Reading passage:
Seek and accept sound and reliable advice, not uninformed opinions.
Listen to advisors who have experience, not the inexperienced.
Listen to advisors who have a history of evaluating employees.
If you don’t take advice well, get help from a distance, like this guide.
At some point, you’ll need to trust someone for job advice.
When you get good job advice, reflect on it deeply and remember it.

Parts of the exercise:
A: Shorten the paragraph from the job-advice text that begins "Seek and accept sound and reliable advice," keeping its main point.
B: In the job-advice text, copy the passage from "Seek and accept" to "like this guide." word for word.

Items drawn from a dataset

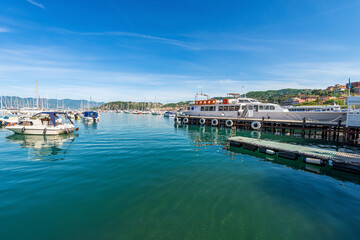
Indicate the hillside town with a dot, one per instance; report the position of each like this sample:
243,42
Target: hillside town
331,95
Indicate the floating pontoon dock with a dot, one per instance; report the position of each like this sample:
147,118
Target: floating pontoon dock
339,160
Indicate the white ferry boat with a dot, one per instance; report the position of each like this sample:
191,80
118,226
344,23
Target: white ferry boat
235,106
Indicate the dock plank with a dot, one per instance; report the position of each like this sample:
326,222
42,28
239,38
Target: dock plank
324,154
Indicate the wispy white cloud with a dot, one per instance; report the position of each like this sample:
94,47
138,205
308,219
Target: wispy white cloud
36,4
4,30
170,41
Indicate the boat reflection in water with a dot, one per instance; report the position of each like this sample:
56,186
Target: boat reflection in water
44,148
205,138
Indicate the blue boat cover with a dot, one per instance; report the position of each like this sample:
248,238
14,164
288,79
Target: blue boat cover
52,116
90,114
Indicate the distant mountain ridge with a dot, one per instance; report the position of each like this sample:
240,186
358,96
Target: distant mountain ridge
18,102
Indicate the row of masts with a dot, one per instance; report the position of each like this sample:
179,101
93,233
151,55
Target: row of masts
38,103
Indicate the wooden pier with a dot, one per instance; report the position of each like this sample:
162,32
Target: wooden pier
337,160
330,131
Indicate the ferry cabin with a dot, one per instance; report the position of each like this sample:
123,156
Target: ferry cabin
251,108
245,107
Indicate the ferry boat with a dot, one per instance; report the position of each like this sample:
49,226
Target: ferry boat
90,116
43,123
235,106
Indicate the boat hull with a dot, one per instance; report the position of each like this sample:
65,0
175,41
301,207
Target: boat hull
309,116
30,130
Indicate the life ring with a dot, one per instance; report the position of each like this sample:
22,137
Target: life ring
214,122
229,123
256,125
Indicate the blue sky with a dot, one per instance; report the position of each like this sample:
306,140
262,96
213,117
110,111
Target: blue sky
168,50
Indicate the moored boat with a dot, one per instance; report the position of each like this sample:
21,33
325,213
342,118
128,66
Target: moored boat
43,123
90,116
251,108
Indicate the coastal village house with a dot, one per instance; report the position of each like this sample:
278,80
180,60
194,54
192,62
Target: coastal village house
355,86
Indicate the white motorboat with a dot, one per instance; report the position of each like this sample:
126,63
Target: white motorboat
156,113
9,120
43,123
169,114
251,108
90,116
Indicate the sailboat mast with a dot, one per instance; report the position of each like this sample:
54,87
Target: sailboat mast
37,97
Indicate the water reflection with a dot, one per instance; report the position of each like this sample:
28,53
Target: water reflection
205,136
44,148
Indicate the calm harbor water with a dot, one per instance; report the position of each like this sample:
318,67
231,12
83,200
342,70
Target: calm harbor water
141,177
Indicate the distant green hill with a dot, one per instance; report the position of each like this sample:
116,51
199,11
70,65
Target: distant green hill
279,96
140,105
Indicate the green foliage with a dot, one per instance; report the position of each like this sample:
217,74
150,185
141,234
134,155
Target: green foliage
332,101
141,105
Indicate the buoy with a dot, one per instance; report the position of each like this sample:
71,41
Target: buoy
229,123
256,125
314,161
270,152
214,122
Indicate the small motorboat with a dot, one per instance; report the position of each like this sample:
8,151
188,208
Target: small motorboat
90,116
43,123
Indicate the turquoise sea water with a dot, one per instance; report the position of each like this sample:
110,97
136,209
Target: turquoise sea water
141,177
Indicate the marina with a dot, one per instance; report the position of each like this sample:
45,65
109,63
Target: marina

Task solutions:
A: Follow reliable, well-founded advice rather than uninformed opinions.

B:
Seek and accept sound and reliable advice, not uninformed opinions.
Listen to advisors who have experience, not the inexperienced.
Listen to advisors who have a history of evaluating employees.
If you don’t take advice well, get help from a distance, like this guide.